===== TEXT TO READ

Question about socket timeouts

Vitja Makarov vitja.makarov at gmail.com
Fri Aug 23 14:04:06 UTC 2013


2013/8/23 Davide Italiano <davide at freebsd.org>:
> On Fri, Aug 23, 2013 at 3:45 PM, John Baldwin <jhb at freebsd.org> wrote:
>> On Friday, August 23, 2013 2:27:58 am Vitja Makarov wrote:
>>> 2013/8/22 John Baldwin <jhb at freebsd.org>:
>>> > On Thursday, August 22, 2013 12:18:48 am Vitja Makarov wrote:
>>> >> 2013/8/21 John Baldwin <jhb at freebsd.org>:
>>> >> > On Monday, August 19, 2013 11:13:02 pm Daniel Eischen wrote:
>>> >> >> On Mon, 19 Aug 2013, Adrian Chadd wrote:
>>> >> >>
>>> >> >> > Yes! Please file a PR!
>>> >> >>
>>> >> >> This sorta implies that both are acceptable (although,
>>> >> >> the Linux behavior seems more desirable).
>>> >> >>
>>> >> >>    http://austingroupbugs.net/view.php?id=369
>>> >> >
>>> >> > No, that says "round up", so it does mean that the requested timeout
>>> >> > should be the minimum amount slept.  tvtohz() does this.  Really odd
>>> >> > that the socket code is using its own version of this rather than
>>> >> > tvtohz().

==========
===== MATERIAL PROVIDED

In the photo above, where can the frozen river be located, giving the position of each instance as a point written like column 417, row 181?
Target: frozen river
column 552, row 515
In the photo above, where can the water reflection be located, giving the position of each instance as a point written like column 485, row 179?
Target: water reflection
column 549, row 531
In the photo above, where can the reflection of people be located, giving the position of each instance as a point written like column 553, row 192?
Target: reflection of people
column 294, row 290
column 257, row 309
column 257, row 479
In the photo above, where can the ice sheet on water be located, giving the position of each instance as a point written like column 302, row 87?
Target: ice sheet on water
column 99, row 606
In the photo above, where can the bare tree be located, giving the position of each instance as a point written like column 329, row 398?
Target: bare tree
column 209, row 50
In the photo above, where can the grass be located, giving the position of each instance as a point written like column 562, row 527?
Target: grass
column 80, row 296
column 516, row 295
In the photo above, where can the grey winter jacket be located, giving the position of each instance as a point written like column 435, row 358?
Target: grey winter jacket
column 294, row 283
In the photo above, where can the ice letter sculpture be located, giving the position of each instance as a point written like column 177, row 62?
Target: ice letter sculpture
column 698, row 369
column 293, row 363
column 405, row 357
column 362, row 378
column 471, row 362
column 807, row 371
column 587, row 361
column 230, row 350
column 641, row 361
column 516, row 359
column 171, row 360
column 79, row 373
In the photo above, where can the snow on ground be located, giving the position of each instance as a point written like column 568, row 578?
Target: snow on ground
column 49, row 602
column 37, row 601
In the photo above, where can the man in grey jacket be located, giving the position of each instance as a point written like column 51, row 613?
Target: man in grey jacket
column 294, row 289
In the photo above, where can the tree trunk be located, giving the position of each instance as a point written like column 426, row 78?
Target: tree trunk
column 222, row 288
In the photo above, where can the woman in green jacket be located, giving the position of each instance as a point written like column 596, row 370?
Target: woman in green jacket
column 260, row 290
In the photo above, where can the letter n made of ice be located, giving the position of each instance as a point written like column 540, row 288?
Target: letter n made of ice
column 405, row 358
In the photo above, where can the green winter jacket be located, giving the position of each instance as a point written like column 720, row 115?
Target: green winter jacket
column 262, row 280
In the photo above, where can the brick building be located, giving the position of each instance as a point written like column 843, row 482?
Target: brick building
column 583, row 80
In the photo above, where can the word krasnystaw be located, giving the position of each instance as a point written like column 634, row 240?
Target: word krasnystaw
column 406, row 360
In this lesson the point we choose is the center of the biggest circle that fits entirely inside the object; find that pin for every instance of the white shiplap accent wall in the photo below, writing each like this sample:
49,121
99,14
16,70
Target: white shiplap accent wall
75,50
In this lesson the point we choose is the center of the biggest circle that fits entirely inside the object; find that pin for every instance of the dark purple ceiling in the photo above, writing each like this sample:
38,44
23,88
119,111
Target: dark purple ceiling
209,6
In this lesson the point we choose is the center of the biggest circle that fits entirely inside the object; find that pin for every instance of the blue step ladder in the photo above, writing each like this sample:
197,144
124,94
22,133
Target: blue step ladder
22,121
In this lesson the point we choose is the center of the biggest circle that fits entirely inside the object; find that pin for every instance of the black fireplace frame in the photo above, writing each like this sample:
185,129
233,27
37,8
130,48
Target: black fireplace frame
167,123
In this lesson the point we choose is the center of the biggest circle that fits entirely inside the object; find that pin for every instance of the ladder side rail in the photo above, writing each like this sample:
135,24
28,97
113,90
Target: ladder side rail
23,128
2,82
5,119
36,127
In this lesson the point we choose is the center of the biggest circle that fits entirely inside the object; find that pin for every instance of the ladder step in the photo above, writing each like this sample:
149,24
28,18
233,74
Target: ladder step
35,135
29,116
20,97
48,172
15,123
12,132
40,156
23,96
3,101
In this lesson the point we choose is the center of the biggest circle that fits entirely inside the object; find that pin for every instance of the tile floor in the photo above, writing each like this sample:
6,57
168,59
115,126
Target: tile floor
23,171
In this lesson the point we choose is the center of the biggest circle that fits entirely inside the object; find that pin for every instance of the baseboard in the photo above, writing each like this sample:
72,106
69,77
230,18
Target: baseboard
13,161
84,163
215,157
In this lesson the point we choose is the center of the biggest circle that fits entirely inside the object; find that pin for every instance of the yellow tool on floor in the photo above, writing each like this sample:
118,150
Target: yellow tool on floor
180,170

==========

WHAT TO WORK ON:
A) Transcribe the part of the mailing-list message on socket timeouts from "2013/8/23 Davide Italiano" to "Please file a PR!".
B) Express the lines of the listing from the line with "In the photo above, where can the bare" to the line with "column 516, row 295" as a JSON list of strings, one string per line, leaving out any blank lines.

SOLUTIONS IN ORDER:
A)
2013/8/23 Davide Italiano <davide at freebsd.org>:
> On Fri, Aug 23, 2013 at 3:45 PM, John Baldwin <jhb at freebsd.org> wrote:
>> On Friday, August 23, 2013 2:27:58 am Vitja Makarov wrote:
>>> 2013/8/22 John Baldwin <jhb at freebsd.org>:
>>> > On Thursday, August 22, 2013 12:18:48 am Vitja Makarov wrote:
>>> >> 2013/8/21 John Baldwin <jhb at freebsd.org>:
>>> >> > On Monday, August 19, 2013 11:13:02 pm Daniel Eischen wrote:
>>> >> >> On Mon, 19 Aug 2013, Adrian Chadd wrote:
>>> >> >>
>>> >> >> > Yes! Please file a PR!

B)
[
  "In the photo above, where can the bare tree be located, giving the position of each instance as a point written like column 329, row 398?",
  "Target: bare tree",
  "column 209, row 50",
  "In the photo above, where can the grass be located, giving the position of each instance as a point written like column 562, row 527?",
  "Target: grass",
  "column 80, row 296",
  "column 516, row 295"
]